What you have to do: Please retype the excerpt on Denmark's government and political parties in full, word for word.

Excerpt to read:
--
Ambassador to the United Nations--Carsten Staur
Denmark maintains an embassy
at 3200 Whitehaven Street NW, Washington, DC 20008-3683 (tel. 202-234-4300). Danish consulates general are located in
Chicago and New York.
Political life in Denmark is orderly and democratic. Political changes occur gradually through a process of consensus,
and political methods and attitudes are generally moderate. Growing numbers of immigrants and refugees throughout the
1990s, and less than successful integration policies, however, have in recent years led to growing support for populist
anti-immigrant sentiments in addition to several revisions of already tight immigration laws, with the latest revision
taking effect August 10, 2009.
The Social Democratic Party, historically identified with a well-organized labor movement but today appealing more
broadly to the middle class, held power either alone or in coalition for most of the postwar period except from 1982 to
1993. From February 1993 to November 2001, Social Democratic Party chairman Poul Nyrup Rasmussen led a series of
different minority coalition governments, which all included the centrist Social Liberal Party. However, with
immigration high on the November 2001 election campaign agenda, the Danish People's Party doubled its number of
parliamentary seats; this was a key factor in bringing into power a new minority right-of-center coalition government
led by Liberal Party chief Anders Fogh Rasmussen (no relation to Nyrup Rasmussen).
Parliamentary elections held November 13, 2007 returned the coalition to government for another term of up to four
years. In April 2009, after Anders Fogh Rasmussen was elected Secretary General of NATO, he was succeeded as Prime
Minister by Lars Loekke Rasmussen. The coalition consists of the Liberal Party ("Venstre") and the Konservative Party,
holding 65 of the 179 seats in the Folketing, and has the parliamentary support of the Danish People's Party, holding
another 25 seats. The opposition Social Democrats hold 45 seats, and the Social Liberals hold 9 seats. Addressing the
costs and benefits of the Denmark's comprehensive social welfare system, restraining taxes, and immigration are among
the key issues on the current domestic political agenda.
--
Data records:
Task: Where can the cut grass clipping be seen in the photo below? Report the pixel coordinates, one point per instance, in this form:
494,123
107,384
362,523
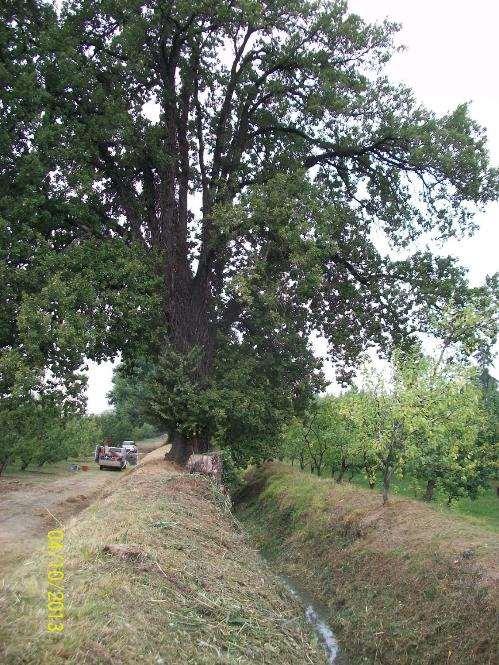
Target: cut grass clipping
157,572
403,584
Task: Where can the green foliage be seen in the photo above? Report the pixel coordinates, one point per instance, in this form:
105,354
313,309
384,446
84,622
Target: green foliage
299,148
428,422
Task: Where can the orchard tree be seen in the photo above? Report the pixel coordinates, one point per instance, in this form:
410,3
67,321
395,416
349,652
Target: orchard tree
245,152
444,414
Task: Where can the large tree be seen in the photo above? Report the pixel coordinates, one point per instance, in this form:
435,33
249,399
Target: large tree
249,151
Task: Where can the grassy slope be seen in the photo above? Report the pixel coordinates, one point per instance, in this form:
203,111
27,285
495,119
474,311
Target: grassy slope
483,511
189,589
404,584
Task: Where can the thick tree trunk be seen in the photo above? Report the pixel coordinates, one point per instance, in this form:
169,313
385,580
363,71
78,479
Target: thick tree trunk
430,489
182,448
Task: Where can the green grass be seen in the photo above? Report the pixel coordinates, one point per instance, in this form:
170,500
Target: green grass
483,511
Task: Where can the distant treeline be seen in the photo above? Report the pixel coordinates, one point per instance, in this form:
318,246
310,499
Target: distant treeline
436,424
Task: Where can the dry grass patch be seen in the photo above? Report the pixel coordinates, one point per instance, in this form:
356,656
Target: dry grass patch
157,572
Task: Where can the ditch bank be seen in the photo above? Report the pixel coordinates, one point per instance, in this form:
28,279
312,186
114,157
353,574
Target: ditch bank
401,584
158,572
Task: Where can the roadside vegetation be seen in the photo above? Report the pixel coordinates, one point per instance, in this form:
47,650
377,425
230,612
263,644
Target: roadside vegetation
428,427
173,581
38,431
404,584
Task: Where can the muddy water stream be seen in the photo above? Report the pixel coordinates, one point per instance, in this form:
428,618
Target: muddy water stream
316,616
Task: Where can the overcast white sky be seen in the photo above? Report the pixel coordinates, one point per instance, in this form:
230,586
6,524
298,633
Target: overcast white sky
452,56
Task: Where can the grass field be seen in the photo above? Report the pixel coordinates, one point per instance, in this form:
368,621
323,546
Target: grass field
158,572
483,511
404,584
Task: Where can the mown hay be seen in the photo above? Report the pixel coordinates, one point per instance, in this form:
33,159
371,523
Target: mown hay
404,584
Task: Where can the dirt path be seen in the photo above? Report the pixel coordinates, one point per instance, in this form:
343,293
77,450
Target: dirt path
33,503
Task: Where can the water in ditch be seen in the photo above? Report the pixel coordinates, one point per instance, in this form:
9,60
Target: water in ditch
315,615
--
Answer to this exercise:
Ambassador to the United Nations--Carsten Staur
Denmark maintains an embassy
at 3200 Whitehaven Street NW, Washington, DC 20008-3683 (tel. 202-234-4300). Danish consulates general are located in
Chicago and New York.
Political life in Denmark is orderly and democratic. Political changes occur gradually through a process of consensus,
and political methods and attitudes are generally moderate. Growing numbers of immigrants and refugees throughout the
1990s, and less than successful integration policies, however, have in recent years led to growing support for populist
anti-immigrant sentiments in addition to several revisions of already tight immigration laws, with the latest revision
taking effect August 10, 2009.
The Social Democratic Party, historically identified with a well-organized labor movement but today appealing more
broadly to the middle class, held power either alone or in coalition for most of the postwar period except from 1982 to
1993. From February 1993 to November 2001, Social Democratic Party chairman Poul Nyrup Rasmussen led a series of
different minority coalition governments, which all included the centrist Social Liberal Party. However, with
immigration high on the November 2001 election campaign agenda, the Danish People's Party doubled its number of
parliamentary seats; this was a key factor in bringing into power a new minority right-of-center coalition government
led by Liberal Party chief Anders Fogh Rasmussen (no relation to Nyrup Rasmussen).
Parliamentary elections held November 13, 2007 returned the coalition to government for another term of up to four
years. In April 2009, after Anders Fogh Rasmussen was elected Secretary General of NATO, he was succeeded as Prime
Minister by Lars Loekke Rasmussen. The coalition consists of the Liberal Party ("Venstre") and the Konservative Party,
holding 65 of the 179 seats in the Folketing, and has the parliamentary support of the Danish People's Party, holding
another 25 seats. The opposition Social Democrats hold 45 seats, and the Social Liberals hold 9 seats. Addressing the
costs and benefits of the Denmark's comprehensive social welfare system, restraining taxes, and immigration are among
the key issues on the current domestic political agenda.